Extract to read ->
Notice that $$\{\liminf_{t \downarrow 0} f(X_t) \geq f(x)\} = \bigcap_{n \in \mathbb{N}} \left\{\liminf_{t \downarrow 0} f(X_t) > f(x) - \frac{1}{n}\right\}.$$ So, since $\left\{\liminf_{t \downarrow 0} f(X_t) > f(x) - \frac{1}{n}\right\}$ decreases when $n \rightarrow \infty$, what you want is that $$P_x\left\{\liminf_{t \downarrow 0} f(X_t) > f(x) - \frac{1}{n}\right\} = 1$$ for every $n \in \mathbb{N}$. That is, for every $\varepsilon > 0$, $$P_x\left\{\liminf_{t \downarrow 0} f(X_t) > f(x) - \varepsilon\right\} = 1$$
So, the condition is equivalent to $$P_x\left(\bigcap_{t > 0} \bigcap_{0 < s < t} \{f(X_s) > f(x) - \varepsilon\}\right) = 1$$ for every $\varepsilon > 0$.

Entries ->
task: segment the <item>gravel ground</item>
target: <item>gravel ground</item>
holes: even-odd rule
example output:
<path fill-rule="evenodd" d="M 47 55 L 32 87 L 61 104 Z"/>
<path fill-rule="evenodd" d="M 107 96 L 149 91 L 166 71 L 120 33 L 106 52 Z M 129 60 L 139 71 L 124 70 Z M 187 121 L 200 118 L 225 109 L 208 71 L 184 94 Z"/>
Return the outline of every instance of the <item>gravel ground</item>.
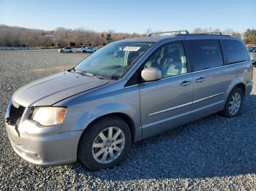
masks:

What is needed -> Copy out the whole passage above on the liminf condition for f(X_t), keeping every word and symbol unchanged.

Written response ->
Notice that $$\{\liminf_{t \downarrow 0} f(X_t) \geq f(x)\} = \bigcap_{n \in \mathbb{N}} \left\{\liminf_{t \downarrow 0} f(X_t) > f(x) - \frac{1}{n}\right\}.$$ So, since $\left\{\liminf_{t \downarrow 0} f(X_t) > f(x) - \frac{1}{n}\right\}$ decreases when $n \rightarrow \infty$, what you want is that $$P_x\left\{\liminf_{t \downarrow 0} f(X_t) > f(x) - \frac{1}{n}\right\} = 1$$ for every $n \in \mathbb{N}$. That is, for every $\varepsilon > 0$, $$P_x\left\{\liminf_{t \downarrow 0} f(X_t) > f(x) - \varepsilon\right\} = 1$$
So, the condition is equivalent to $$P_x\left(\bigcap_{t > 0} \bigcap_{0 < s < t} \{f(X_s) > f(x) - \varepsilon\}\right) = 1$$ for every $\varepsilon > 0$.